● Given data:
▬▬▬▬▬▬▬▬▬▬

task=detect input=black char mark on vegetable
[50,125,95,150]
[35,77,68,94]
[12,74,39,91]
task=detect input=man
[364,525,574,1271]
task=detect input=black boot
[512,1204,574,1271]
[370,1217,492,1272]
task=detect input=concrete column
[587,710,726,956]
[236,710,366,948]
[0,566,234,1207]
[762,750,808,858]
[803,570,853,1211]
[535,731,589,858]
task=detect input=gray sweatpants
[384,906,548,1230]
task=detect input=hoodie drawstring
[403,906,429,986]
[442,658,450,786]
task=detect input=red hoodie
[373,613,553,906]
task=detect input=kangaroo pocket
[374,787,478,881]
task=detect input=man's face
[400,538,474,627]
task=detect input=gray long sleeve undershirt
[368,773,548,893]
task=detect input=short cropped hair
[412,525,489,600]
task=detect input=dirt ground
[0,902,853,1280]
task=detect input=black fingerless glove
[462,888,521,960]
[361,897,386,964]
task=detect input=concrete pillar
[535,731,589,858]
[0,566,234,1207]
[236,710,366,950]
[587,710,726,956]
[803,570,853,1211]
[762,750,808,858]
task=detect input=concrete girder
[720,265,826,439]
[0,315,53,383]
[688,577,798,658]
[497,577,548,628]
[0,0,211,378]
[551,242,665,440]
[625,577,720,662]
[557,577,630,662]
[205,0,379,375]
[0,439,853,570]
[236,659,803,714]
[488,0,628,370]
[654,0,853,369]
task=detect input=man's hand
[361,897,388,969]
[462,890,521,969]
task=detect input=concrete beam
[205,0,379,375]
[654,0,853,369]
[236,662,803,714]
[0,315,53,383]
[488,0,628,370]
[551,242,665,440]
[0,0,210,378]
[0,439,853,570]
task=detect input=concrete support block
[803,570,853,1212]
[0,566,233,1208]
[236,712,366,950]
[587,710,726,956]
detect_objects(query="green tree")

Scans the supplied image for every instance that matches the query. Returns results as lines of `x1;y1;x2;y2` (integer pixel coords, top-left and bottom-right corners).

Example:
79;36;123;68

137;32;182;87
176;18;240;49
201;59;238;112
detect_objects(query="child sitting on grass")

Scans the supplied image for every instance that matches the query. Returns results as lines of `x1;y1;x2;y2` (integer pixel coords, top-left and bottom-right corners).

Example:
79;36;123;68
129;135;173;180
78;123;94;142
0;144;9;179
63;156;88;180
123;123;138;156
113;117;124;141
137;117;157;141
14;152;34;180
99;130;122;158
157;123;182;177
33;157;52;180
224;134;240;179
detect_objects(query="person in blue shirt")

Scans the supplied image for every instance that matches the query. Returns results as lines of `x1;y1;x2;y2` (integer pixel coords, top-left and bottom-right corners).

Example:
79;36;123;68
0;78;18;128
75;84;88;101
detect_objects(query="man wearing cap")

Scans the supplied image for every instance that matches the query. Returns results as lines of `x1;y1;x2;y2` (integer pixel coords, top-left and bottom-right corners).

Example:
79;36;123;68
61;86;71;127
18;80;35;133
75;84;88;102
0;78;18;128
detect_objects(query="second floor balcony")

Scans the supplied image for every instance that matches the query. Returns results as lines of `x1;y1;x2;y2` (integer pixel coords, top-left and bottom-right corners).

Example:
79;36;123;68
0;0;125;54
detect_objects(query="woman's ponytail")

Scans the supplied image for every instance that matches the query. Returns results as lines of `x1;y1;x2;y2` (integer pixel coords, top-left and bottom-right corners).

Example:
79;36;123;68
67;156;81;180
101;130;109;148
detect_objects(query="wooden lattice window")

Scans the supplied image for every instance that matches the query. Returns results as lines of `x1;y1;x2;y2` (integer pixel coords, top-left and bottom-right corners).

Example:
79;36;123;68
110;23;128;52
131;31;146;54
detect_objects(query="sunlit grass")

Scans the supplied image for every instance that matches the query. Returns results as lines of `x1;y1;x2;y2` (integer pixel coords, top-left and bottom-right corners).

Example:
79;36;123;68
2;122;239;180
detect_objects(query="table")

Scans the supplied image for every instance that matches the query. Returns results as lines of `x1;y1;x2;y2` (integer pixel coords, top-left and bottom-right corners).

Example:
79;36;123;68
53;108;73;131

▬▬▬▬▬▬▬▬▬▬

● Written exercise: Reproduce the entries without changes, beginning with the line containing "task=detect input=concrete girder" and ending with the line containing "224;134;240;179", both of those lines included.

● Solution to the problem:
task=detect input=concrete girder
[720,265,826,439]
[0,315,53,383]
[688,577,798,658]
[497,577,548,628]
[0,0,211,378]
[551,242,665,440]
[625,577,720,662]
[557,577,630,662]
[205,0,379,375]
[0,439,853,570]
[236,659,803,714]
[488,0,628,370]
[654,0,853,369]
task=detect input=man's hand
[361,897,388,969]
[462,890,521,969]
task=detect input=concrete beam
[205,0,379,375]
[654,0,853,369]
[236,662,803,714]
[0,315,53,383]
[488,0,628,370]
[551,242,665,440]
[0,0,210,378]
[0,439,853,570]
task=detect input=concrete support block
[803,570,853,1212]
[0,566,233,1208]
[236,712,366,950]
[587,710,726,956]
detect_objects(query="green tree")

Scans the supplied image for every instance that matches the query. Returns results as lines of `x1;y1;x2;y2` (integer pixel coords, top-left and bottom-right corners).

Example:
79;36;123;68

137;32;182;87
176;18;240;49
201;59;238;112
detect_objects(query="child sitting on grass")

Scans the supplied image for every instance that matches the query. Returns results as lines of `x1;y1;x2;y2` (integer pixel coords, top-left and bottom-right corners).

Example:
79;36;123;68
129;135;173;180
78;123;94;142
0;144;9;179
63;156;88;180
123;123;138;156
113;117;124;141
137;117;157;141
14;152;34;180
99;130;122;158
157;123;182;177
33;157;52;180
224;134;240;179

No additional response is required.